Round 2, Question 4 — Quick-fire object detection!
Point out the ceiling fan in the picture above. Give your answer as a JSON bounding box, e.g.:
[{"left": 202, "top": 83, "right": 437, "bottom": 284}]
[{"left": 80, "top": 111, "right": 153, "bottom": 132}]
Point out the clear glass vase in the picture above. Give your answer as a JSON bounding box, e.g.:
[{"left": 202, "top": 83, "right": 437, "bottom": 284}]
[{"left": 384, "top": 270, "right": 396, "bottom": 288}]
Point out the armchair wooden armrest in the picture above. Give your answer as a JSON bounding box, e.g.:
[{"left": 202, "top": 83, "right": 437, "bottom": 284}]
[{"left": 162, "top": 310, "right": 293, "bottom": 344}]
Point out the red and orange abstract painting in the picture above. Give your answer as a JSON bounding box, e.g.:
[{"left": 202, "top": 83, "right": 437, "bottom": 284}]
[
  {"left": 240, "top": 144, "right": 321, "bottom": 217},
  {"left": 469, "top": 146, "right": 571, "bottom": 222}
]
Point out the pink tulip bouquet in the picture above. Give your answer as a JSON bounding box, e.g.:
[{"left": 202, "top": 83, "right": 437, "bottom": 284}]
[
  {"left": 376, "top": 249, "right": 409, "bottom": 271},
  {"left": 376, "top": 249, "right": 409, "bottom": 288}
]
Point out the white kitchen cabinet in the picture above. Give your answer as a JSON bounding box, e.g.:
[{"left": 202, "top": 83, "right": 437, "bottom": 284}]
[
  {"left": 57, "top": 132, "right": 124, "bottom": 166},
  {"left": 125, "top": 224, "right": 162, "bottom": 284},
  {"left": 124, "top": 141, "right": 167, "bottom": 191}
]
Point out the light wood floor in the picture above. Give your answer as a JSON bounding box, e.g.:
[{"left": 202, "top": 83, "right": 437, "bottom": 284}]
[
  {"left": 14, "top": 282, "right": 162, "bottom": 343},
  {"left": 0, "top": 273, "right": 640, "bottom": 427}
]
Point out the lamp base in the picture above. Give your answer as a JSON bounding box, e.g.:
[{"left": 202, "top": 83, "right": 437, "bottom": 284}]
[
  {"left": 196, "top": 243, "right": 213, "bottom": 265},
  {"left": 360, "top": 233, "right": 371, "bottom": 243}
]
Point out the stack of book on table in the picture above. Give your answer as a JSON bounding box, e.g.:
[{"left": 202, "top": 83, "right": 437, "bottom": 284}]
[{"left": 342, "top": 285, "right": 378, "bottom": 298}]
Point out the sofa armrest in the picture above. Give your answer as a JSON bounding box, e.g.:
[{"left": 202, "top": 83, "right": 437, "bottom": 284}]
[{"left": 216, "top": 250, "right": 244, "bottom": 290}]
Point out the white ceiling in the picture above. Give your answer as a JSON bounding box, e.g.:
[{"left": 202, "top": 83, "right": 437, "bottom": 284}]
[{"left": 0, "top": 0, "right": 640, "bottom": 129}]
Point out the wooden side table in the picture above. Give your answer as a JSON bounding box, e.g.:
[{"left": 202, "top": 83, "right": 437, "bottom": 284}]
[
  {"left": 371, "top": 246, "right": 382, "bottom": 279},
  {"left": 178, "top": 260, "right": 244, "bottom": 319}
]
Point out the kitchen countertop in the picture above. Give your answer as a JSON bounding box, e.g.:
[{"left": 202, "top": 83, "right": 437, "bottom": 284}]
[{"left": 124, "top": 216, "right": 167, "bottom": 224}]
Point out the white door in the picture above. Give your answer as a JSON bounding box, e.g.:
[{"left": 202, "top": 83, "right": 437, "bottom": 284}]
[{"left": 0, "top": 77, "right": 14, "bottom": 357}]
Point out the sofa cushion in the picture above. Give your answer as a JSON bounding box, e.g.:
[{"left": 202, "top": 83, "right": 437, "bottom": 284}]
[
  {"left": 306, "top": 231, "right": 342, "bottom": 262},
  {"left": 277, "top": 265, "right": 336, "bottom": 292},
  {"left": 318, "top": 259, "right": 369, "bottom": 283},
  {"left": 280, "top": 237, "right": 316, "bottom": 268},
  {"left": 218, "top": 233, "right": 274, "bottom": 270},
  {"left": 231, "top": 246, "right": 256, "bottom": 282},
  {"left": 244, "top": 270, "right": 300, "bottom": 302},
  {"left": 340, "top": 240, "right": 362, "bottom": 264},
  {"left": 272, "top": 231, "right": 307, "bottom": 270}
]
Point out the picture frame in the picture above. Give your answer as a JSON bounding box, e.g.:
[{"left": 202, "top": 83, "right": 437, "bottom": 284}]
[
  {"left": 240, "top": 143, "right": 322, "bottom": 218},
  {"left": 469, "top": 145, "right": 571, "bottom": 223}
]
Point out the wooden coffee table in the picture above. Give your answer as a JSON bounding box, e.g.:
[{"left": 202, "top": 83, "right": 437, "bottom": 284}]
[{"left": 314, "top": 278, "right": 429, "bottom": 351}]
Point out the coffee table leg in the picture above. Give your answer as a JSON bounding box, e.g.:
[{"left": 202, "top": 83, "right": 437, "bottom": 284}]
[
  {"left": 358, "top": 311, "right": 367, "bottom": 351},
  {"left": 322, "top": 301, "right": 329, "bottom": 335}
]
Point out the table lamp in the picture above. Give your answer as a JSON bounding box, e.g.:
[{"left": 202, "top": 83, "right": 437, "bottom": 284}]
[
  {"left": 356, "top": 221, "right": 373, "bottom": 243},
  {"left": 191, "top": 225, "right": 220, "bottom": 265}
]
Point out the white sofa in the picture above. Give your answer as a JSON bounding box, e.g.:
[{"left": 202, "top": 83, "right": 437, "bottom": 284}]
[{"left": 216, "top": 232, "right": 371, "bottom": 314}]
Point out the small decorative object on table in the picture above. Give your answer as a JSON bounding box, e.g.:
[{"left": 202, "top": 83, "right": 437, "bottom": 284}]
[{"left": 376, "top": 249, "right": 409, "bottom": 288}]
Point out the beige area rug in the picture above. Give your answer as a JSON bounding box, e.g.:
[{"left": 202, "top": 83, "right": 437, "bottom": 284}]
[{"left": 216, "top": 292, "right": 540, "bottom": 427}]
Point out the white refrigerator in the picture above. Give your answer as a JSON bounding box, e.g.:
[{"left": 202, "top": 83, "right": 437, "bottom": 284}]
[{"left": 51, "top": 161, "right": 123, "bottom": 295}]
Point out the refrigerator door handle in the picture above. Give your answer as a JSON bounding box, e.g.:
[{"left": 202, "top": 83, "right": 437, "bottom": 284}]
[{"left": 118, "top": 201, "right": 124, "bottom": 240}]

> _WRITTEN TASK_
Convert all of the material above into a Markdown table with the columns Row and Line. Number each line in Row, put its text in Line, and leave out blank lines.

> _COMPLETED TASK_
| Row | Line |
|---|---|
| 1 | Round 2, Question 4 — Quick-fire object detection! |
| 2 | Point out the ceiling fan in the picture above. Give your answer as a JSON bounding box, e.g.: |
| 3 | [{"left": 202, "top": 83, "right": 437, "bottom": 284}] |
| 4 | [{"left": 80, "top": 111, "right": 153, "bottom": 132}] |
| 5 | Point out the clear glass vase in the picture above. Give your answer as a JSON bounding box, e.g.: |
| 6 | [{"left": 202, "top": 83, "right": 437, "bottom": 284}] |
| 7 | [{"left": 384, "top": 270, "right": 396, "bottom": 288}] |
| 8 | Point out the armchair wooden armrest in the picture above. Give your answer as a JSON bounding box, e.g.: |
| 9 | [{"left": 202, "top": 83, "right": 437, "bottom": 284}] |
| 10 | [{"left": 162, "top": 310, "right": 293, "bottom": 344}] |
| 11 | Point out the red and orange abstract painting in the picture above. Give your answer as a JSON bounding box, e.g.: |
| 12 | [{"left": 202, "top": 83, "right": 437, "bottom": 284}] |
| 13 | [ |
| 14 |   {"left": 240, "top": 144, "right": 321, "bottom": 217}, |
| 15 |   {"left": 469, "top": 146, "right": 571, "bottom": 222} |
| 16 | ] |
| 17 | Point out the pink tulip bouquet in the picture above. Give your answer as a JSON bounding box, e.g.: |
| 18 | [{"left": 202, "top": 83, "right": 437, "bottom": 284}] |
| 19 | [ |
| 20 |   {"left": 376, "top": 249, "right": 409, "bottom": 271}, |
| 21 |   {"left": 376, "top": 249, "right": 409, "bottom": 288} |
| 22 | ] |
| 23 | Point out the white kitchen cabinet in the picture above. Give your answer as a JSON bounding box, e.g.: |
| 24 | [{"left": 202, "top": 83, "right": 437, "bottom": 284}] |
| 25 | [ |
| 26 |   {"left": 57, "top": 132, "right": 124, "bottom": 166}, |
| 27 |   {"left": 125, "top": 224, "right": 162, "bottom": 284}, |
| 28 |   {"left": 124, "top": 141, "right": 167, "bottom": 191} |
| 29 | ] |
| 30 | Point out the light wood floor in the picture above. Give your answer as a JSON bounding box, e.g.: |
| 31 | [{"left": 202, "top": 83, "right": 437, "bottom": 284}] |
| 32 | [ |
| 33 |   {"left": 14, "top": 282, "right": 162, "bottom": 343}, |
| 34 |   {"left": 0, "top": 273, "right": 640, "bottom": 427} |
| 35 | ] |
| 36 | Point out the lamp base in the picture above. Give your answer as a JSON bounding box, e.g.: |
| 37 | [{"left": 202, "top": 83, "right": 437, "bottom": 284}] |
| 38 | [ |
| 39 |   {"left": 196, "top": 243, "right": 213, "bottom": 265}, |
| 40 |   {"left": 360, "top": 233, "right": 371, "bottom": 243} |
| 41 | ] |
| 42 | Point out the stack of book on table in the picture above. Give your answer as a JSON bounding box, e.g.: |
| 43 | [{"left": 202, "top": 83, "right": 437, "bottom": 284}] |
| 44 | [{"left": 342, "top": 285, "right": 378, "bottom": 298}] |
| 45 | Point out the sofa armrest in the picture above. Give your answer as a JSON bounding box, e.g.: |
| 46 | [{"left": 202, "top": 83, "right": 437, "bottom": 284}] |
| 47 | [{"left": 216, "top": 250, "right": 244, "bottom": 290}] |
| 48 | Point out the white ceiling in the picture above. Give your answer as a JSON bounding box, e.g.: |
| 49 | [{"left": 202, "top": 83, "right": 437, "bottom": 284}] |
| 50 | [{"left": 0, "top": 0, "right": 640, "bottom": 129}] |
| 51 | Point out the wooden side table in the picture above. Give your answer as a JSON bounding box, e.g.: |
| 52 | [{"left": 202, "top": 83, "right": 437, "bottom": 284}] |
| 53 | [ |
| 54 |   {"left": 371, "top": 246, "right": 382, "bottom": 279}, |
| 55 |   {"left": 178, "top": 260, "right": 244, "bottom": 319} |
| 56 | ] |
| 57 | Point out the kitchen countertop in the picture above. Give your answer as a JSON bounding box, e.g.: |
| 58 | [{"left": 202, "top": 83, "right": 437, "bottom": 284}] |
| 59 | [{"left": 124, "top": 216, "right": 167, "bottom": 224}] |
| 60 | Point out the white door in the picture above. Give your answer as a JSON bounding box, e.g.: |
| 61 | [{"left": 202, "top": 83, "right": 437, "bottom": 284}] |
| 62 | [{"left": 0, "top": 77, "right": 14, "bottom": 357}] |
| 63 | Point out the sofa cushion in the picture above. Give your answer as a JSON bounding box, e.g.: |
| 64 | [{"left": 202, "top": 83, "right": 437, "bottom": 284}] |
| 65 | [ |
| 66 |   {"left": 306, "top": 231, "right": 342, "bottom": 262}, |
| 67 |   {"left": 277, "top": 265, "right": 336, "bottom": 292}, |
| 68 |   {"left": 318, "top": 259, "right": 369, "bottom": 283}, |
| 69 |   {"left": 280, "top": 237, "right": 316, "bottom": 268}, |
| 70 |   {"left": 218, "top": 233, "right": 274, "bottom": 270}, |
| 71 |   {"left": 231, "top": 246, "right": 256, "bottom": 282}, |
| 72 |   {"left": 244, "top": 270, "right": 300, "bottom": 302}, |
| 73 |   {"left": 340, "top": 240, "right": 362, "bottom": 264}, |
| 74 |   {"left": 272, "top": 231, "right": 307, "bottom": 270} |
| 75 | ] |
| 76 | Point out the picture frame in the picture above. Give your answer as a JSON bounding box, e.g.: |
| 77 | [{"left": 202, "top": 83, "right": 437, "bottom": 284}] |
| 78 | [ |
| 79 |   {"left": 240, "top": 143, "right": 322, "bottom": 218}, |
| 80 |   {"left": 469, "top": 145, "right": 571, "bottom": 223} |
| 81 | ] |
| 82 | Point out the wooden coffee table in the picture above. Give your answer as a JSON bounding box, e.g.: |
| 83 | [{"left": 202, "top": 83, "right": 437, "bottom": 284}] |
| 84 | [{"left": 314, "top": 278, "right": 429, "bottom": 351}] |
| 85 | Point out the coffee table leg in the picture above. Give your answer as a JSON bounding box, e.g.: |
| 86 | [{"left": 202, "top": 83, "right": 437, "bottom": 284}] |
| 87 | [ |
| 88 |   {"left": 358, "top": 311, "right": 367, "bottom": 351}, |
| 89 |   {"left": 322, "top": 301, "right": 329, "bottom": 335} |
| 90 | ] |
| 91 | Point out the table lamp in the picture above. Give your answer as a JSON bounding box, e.g.: |
| 92 | [{"left": 202, "top": 83, "right": 437, "bottom": 284}] |
| 93 | [ |
| 94 |   {"left": 356, "top": 221, "right": 373, "bottom": 243}, |
| 95 |   {"left": 191, "top": 225, "right": 220, "bottom": 265} |
| 96 | ] |
| 97 | Point out the white sofa in the picture above. Give your answer as a JSON bounding box, e.g.: |
| 98 | [{"left": 202, "top": 83, "right": 437, "bottom": 284}] |
| 99 | [{"left": 216, "top": 232, "right": 371, "bottom": 314}] |
| 100 | Point out the small decorative object on table in the picture above. Give your answer as a JSON bounding box, e.g.: |
| 101 | [{"left": 202, "top": 83, "right": 437, "bottom": 284}] |
| 102 | [{"left": 376, "top": 249, "right": 409, "bottom": 288}] |
| 103 | Point out the beige area rug in the picture above. Give your answer as a JSON bounding box, e.g.: |
| 104 | [{"left": 202, "top": 83, "right": 437, "bottom": 284}] |
| 105 | [{"left": 216, "top": 292, "right": 540, "bottom": 427}] |
| 106 | Point out the white refrigerator in the picture above. Give your answer as a JSON bounding box, e.g.: |
| 107 | [{"left": 202, "top": 83, "right": 437, "bottom": 284}] |
| 108 | [{"left": 51, "top": 161, "right": 123, "bottom": 295}] |
| 109 | Point out the refrigerator door handle in the picture above. Give your answer as a JSON bounding box, e.g.: |
| 110 | [{"left": 202, "top": 83, "right": 437, "bottom": 284}] |
| 111 | [{"left": 118, "top": 201, "right": 124, "bottom": 240}] |